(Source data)
BEGIN

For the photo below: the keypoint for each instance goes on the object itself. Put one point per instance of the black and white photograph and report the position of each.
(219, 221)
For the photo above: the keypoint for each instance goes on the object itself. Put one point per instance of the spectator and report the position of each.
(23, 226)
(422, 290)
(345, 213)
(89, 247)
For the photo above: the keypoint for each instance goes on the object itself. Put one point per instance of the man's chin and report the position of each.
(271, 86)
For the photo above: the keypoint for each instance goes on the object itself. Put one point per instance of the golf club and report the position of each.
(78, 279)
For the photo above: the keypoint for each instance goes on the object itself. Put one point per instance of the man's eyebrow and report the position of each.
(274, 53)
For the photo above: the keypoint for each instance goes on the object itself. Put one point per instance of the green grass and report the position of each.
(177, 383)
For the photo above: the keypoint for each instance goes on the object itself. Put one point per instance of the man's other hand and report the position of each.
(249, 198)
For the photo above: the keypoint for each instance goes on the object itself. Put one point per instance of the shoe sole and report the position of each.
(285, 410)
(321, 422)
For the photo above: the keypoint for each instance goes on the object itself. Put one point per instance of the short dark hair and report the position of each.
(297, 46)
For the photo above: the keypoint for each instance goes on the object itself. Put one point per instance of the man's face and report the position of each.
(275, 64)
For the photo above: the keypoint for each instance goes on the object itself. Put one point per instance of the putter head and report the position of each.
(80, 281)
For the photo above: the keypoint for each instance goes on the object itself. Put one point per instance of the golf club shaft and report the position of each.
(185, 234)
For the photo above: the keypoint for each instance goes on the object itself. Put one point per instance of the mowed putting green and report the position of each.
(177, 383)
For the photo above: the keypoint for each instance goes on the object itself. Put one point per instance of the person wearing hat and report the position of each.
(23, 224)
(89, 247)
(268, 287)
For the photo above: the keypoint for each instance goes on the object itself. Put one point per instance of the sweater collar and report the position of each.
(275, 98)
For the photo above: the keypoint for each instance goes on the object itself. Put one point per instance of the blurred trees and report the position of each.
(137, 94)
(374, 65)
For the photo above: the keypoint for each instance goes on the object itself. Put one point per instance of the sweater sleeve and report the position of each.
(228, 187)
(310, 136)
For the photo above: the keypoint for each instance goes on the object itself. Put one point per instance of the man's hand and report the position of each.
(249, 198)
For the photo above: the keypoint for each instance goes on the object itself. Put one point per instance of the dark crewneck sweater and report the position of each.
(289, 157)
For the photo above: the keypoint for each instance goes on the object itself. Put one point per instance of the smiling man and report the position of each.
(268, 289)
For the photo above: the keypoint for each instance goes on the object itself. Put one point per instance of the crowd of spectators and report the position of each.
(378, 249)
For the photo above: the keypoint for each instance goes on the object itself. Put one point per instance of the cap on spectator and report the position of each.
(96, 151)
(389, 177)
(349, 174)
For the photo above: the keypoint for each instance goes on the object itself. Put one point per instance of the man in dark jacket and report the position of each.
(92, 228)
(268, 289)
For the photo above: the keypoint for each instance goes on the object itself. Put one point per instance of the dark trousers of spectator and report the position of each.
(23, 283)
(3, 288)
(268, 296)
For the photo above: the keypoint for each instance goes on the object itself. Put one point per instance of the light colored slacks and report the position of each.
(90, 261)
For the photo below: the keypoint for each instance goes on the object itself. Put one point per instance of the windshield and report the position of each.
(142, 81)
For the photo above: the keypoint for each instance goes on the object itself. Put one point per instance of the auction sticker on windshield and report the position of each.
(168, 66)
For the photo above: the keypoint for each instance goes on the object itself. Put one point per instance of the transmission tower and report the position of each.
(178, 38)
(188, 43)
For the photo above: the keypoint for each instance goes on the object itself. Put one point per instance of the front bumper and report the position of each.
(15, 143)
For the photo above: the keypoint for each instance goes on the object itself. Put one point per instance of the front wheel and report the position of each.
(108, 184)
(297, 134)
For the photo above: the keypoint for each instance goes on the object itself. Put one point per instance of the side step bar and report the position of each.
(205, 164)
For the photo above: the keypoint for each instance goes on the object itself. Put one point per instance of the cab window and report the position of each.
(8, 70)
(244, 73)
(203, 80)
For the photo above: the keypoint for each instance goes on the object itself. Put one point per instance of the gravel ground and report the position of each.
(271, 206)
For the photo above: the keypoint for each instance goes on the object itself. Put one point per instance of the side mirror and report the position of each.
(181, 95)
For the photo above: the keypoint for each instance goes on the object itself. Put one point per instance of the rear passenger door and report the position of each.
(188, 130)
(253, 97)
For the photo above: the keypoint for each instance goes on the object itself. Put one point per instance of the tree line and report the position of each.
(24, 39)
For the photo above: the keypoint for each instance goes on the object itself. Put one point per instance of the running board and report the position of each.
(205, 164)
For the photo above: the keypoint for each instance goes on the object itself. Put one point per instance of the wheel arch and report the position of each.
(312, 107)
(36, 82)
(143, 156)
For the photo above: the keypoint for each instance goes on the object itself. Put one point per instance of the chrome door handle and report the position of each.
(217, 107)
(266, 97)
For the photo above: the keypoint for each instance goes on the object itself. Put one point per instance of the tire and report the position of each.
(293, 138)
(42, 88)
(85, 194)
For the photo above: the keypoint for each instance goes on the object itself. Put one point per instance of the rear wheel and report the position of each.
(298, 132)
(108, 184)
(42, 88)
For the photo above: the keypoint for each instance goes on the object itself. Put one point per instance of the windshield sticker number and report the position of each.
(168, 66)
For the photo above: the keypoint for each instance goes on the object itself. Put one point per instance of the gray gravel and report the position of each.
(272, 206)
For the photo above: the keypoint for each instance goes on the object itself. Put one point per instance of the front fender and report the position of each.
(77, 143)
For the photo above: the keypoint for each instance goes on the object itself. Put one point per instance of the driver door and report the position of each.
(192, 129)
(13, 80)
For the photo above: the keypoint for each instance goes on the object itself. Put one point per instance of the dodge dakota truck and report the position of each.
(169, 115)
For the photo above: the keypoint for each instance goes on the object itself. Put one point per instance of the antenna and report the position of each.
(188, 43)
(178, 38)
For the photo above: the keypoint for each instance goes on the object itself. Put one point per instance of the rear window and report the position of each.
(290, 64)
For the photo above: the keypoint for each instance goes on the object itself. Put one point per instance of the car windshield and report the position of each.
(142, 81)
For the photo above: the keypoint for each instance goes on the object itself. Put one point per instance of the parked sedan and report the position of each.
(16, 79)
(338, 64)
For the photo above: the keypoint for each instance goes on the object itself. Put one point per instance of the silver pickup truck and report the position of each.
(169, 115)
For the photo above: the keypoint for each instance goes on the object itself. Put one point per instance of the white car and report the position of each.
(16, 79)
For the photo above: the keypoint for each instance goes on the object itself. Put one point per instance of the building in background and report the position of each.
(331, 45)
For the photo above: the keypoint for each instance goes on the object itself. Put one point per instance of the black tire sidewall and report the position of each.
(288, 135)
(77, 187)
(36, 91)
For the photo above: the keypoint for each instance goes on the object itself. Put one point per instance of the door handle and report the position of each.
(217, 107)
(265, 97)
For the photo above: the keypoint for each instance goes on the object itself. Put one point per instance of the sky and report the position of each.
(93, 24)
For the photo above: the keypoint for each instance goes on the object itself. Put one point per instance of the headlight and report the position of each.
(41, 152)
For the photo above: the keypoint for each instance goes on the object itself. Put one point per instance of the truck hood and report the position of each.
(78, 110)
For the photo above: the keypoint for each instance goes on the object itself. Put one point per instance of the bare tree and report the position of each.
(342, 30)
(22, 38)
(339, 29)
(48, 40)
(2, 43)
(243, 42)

END

PROBLEM TO WORK ON
Each entry must be output exactly as it was written.

TASK RESPONSE
For the photo below: the keypoint for each instance goes on the object itself. Put one point per instance of the black and white photograph and report the position of each.
(219, 221)
For the photo above: the keypoint for each instance goes on the object itself. Put one point per instance of the spectator and report the position of each.
(23, 226)
(422, 290)
(345, 213)
(89, 247)
For the photo above: the keypoint for each instance goes on the object itself. Put one point per instance of the man's chin and report the position of each.
(271, 86)
For the photo above: the keypoint for each instance goes on the object itself. Put one point per instance of the golf club and report the position of each.
(78, 279)
For the photo above: the keypoint for each instance goes on the object itself. Put one point per instance of the man's eyebrow and report the position of each.
(274, 53)
For the photo above: the keypoint for each instance goes on the object itself. Put one point per instance of the green grass and report the position of each.
(177, 383)
For the photo above: the keypoint for each instance goes on the object itself. Put one point per instance of the man's other hand and report the position of each.
(249, 198)
For the photo above: the keypoint for each instance goes on the object itself. Put one point per instance of the shoe sole and report the position of each.
(285, 410)
(321, 422)
For the photo above: the keypoint for each instance goes on the object itself. Put one point per instance of the short dark hair and report the position of each.
(297, 46)
For the photo above: the keypoint for each instance goes on the object itself. Put one point per instance of the man's face and report the position of each.
(275, 64)
For the photo above: the keypoint for each instance goes on the object itself. Put one point per instance of the putter head and report the position of each.
(80, 281)
For the photo above: the keypoint for each instance goes on the object itself. Put one point per instance of the golf club shaft and report the position of each.
(185, 234)
For the photo above: the keypoint for each instance goes on the object itself. Put one point per instance of the mowed putting green and report the position of each.
(177, 383)
For the photo above: the keypoint for each instance goes on the object itself. Put one point per instance of the person wearing hat and report the position of each.
(23, 224)
(89, 247)
(268, 287)
For the photo above: the keypoint for each instance goes on the object itself. Put one point per instance of the sweater collar and report the position of each.
(275, 98)
For the photo above: the keypoint for each instance goes on the object itself. Put one point per instance of the blurred trees and report the position of each.
(137, 94)
(374, 65)
For the photo above: the keypoint for each instance goes on the object itself. Put one point per instance of the sweater sleeve and report the position of each.
(228, 187)
(310, 136)
For the photo above: the keypoint for each instance goes on the object itself. Put one point per instance of the man's hand and report the position of each.
(249, 198)
For the photo above: the keypoint for each instance goes on the object itself. Put one point per instance of the dark crewneck sweater and report the position of each.
(289, 157)
For the photo above: the keypoint for each instance goes on the object itself. Put one point per instance of the smiling man and report the position of each.
(268, 289)
For the photo above: the keypoint for each instance goes on the object itself. Put one point per instance of the crowd of spectators and report the position of each.
(378, 249)
For the photo above: the keypoint for each instance goes on the object itself. Put one point per instance of the cap on spectator and report the position of each.
(96, 151)
(389, 177)
(349, 174)
For the photo above: the keypoint for each instance goes on the object itself. Put one point per instance of the man in dark jacket and report the position of each.
(92, 228)
(268, 289)
For the photo above: the keypoint for each instance goes on the object itself. Put one point per instance of the dark trousers of spectator and report the position of each.
(23, 283)
(3, 288)
(268, 296)
For the photo above: the keypoint for each instance goes on the object itself. Put one point per instance of the light colored slacks and report the position of each.
(90, 261)
For the photo below: the keypoint for each instance goes on the object itself. Put one point per instance of the windshield and report the position of each.
(142, 81)
For the photo above: the keypoint for each instance goes on the object itself. Put one point per instance of the auction sticker on windshield and report the position of each.
(168, 66)
For the photo above: the keypoint for each instance goes on the object itself. Put one point per instance of the transmission tower and report the position of each.
(178, 38)
(188, 43)
For the photo above: the keypoint for each instance goes on the object itself. Put one point per instance of the front bumper and report the position of each.
(15, 143)
For the photo above: the keypoint for each instance goes on the object itself. Put one point per instance of the front wheel and report the position of each.
(108, 184)
(297, 134)
For the photo above: the keypoint for each instance goes on the object itself. Put one point per instance of the side step bar and report the position of each.
(205, 164)
For the photo above: the keypoint for each instance goes on the object itself. Put one point per instance of the cab window and report the position of each.
(8, 70)
(244, 73)
(203, 80)
For the photo above: the keypoint for each instance goes on the object itself. Put one point per instance of the gravel ground and report the position of each.
(271, 206)
For the photo above: the keypoint for each instance goes on the object itself. Put one point per instance of the side mirror and report the position of each.
(181, 95)
For the photo above: the keypoint for each instance goes on the object itself. Put one point per instance of the rear passenger door and report the position of each.
(188, 130)
(253, 97)
For the photo above: the keypoint for each instance goes on the object itself. Put one point per instance of the tree line and report the position of each.
(24, 39)
For the photo above: the keypoint for each instance goes on the object itself. Put one point per instance of the running board and report the position of each.
(205, 164)
For the photo above: the keypoint for each instance goes on the object itself. Put one point per instance of the wheel arch and report the position of each.
(312, 107)
(36, 82)
(143, 156)
For the photo above: the keypoint for each instance goes on the object itself. Put one point per instance of the chrome door handle and report the position of each.
(217, 107)
(266, 97)
For the photo above: the keypoint for each instance goes on the object itself. Put one point per instance of the tire and report the position of each.
(293, 138)
(42, 88)
(85, 194)
For the photo above: the keypoint for each instance goes on the object itself. Put one point per instance of the rear wheel and report the position of each.
(298, 132)
(108, 184)
(42, 88)
For the photo above: the keypoint for each instance goes on the object itself. Put one point per instance of the windshield sticker number and report the position of each.
(168, 66)
For the photo above: the keypoint for each instance goes on the object itself. Put one point per instance of the gray gravel and report the position of each.
(272, 206)
For the photo above: the keypoint for each instance goes on the object itself. Put one point per instance of the front fender and report the position of each.
(77, 143)
For the photo above: the keypoint for each instance goes on the object itself. Put one point per instance of the driver door and report the position of each.
(192, 129)
(13, 80)
For the photo above: the keypoint for each instance goes on the object itself. Put one point per instance of the dodge dakota truck and report the position of each.
(169, 115)
For the photo above: the keypoint for each instance goes on the object itself. Put one point per instance of the antenna and report the position of each.
(188, 43)
(178, 38)
For the photo above: the keypoint for each instance goes on the object itself. Put one point per instance of the rear window and report the position of each.
(290, 64)
For the photo above: the keypoint for each instance goes on the object itself. Put one point per instance of the car windshield and report the position of each.
(142, 81)
For the photo above: the keypoint for each instance goes on the object itself. Put one point per instance of the parked sedan and report the position of each.
(16, 79)
(338, 64)
For the photo above: the keypoint for each instance goes on the object itself. Put one point per instance of the silver pickup truck and report the position of each.
(169, 115)
For the photo above: the keypoint for each instance goes on the object itself. Put one point per instance of the white car and report the position of each.
(16, 79)
For the photo above: the keypoint for each instance goes on the object itself. Put one point per instance of the building in background and report the position of each.
(331, 45)
For the photo above: the keypoint for each instance goes on the object itself. Put one point per instance of the black tire sidewall and report the position of each.
(288, 135)
(77, 187)
(36, 91)
For the photo above: the keypoint for each instance goes on the object itself. Put one point per instance of the door handle and report the position of each.
(217, 107)
(265, 97)
For the photo above: the keypoint for each instance goes on the object itself. Put one point per instance of the sky and report the position of each.
(93, 24)
For the photo above: the keypoint for each instance goes on the object itself. Put one point per instance of the headlight and report the position of each.
(41, 152)
For the photo above: the keypoint for each instance goes on the object itself. Put one point per instance of the truck hood and report the position of each.
(78, 110)
For the photo above: the keypoint for each instance goes on the object itself. Put one point per instance of the bare tree and report the position of each.
(342, 30)
(22, 38)
(339, 29)
(48, 40)
(2, 43)
(243, 42)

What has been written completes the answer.